(Natural-language object grounding data)
★ ★ ★

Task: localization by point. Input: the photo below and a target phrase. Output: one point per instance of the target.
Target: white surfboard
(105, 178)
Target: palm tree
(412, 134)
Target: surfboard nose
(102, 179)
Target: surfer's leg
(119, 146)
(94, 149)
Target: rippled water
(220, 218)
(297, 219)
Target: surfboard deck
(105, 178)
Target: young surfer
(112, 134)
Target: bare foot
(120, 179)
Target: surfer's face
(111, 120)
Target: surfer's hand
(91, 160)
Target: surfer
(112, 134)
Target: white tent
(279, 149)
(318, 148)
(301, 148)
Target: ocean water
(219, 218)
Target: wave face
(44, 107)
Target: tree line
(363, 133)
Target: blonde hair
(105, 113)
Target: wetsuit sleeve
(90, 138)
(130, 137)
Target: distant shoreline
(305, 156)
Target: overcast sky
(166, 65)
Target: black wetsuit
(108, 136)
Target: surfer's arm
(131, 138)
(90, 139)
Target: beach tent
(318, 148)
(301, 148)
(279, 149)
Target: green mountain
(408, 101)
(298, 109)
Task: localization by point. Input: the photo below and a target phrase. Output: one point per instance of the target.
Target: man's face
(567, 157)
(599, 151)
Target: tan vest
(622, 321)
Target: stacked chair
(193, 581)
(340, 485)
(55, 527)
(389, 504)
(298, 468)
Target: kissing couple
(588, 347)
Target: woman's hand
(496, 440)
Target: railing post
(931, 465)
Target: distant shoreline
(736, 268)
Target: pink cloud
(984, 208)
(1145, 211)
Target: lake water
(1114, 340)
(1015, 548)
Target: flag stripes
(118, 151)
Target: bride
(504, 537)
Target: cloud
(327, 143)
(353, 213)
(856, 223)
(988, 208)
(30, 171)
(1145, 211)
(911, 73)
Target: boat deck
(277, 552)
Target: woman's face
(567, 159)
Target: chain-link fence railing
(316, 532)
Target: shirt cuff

★ ★ ★

### HOW TO COMPLETE THIS TASK
Beginning with the line that contains "Target: chain-link fence railing" and ending with the last line of the data above, return those lines exactly and nothing else.

### TASK RESULT
Target: chain-link fence railing
(316, 532)
Target: shirt cuff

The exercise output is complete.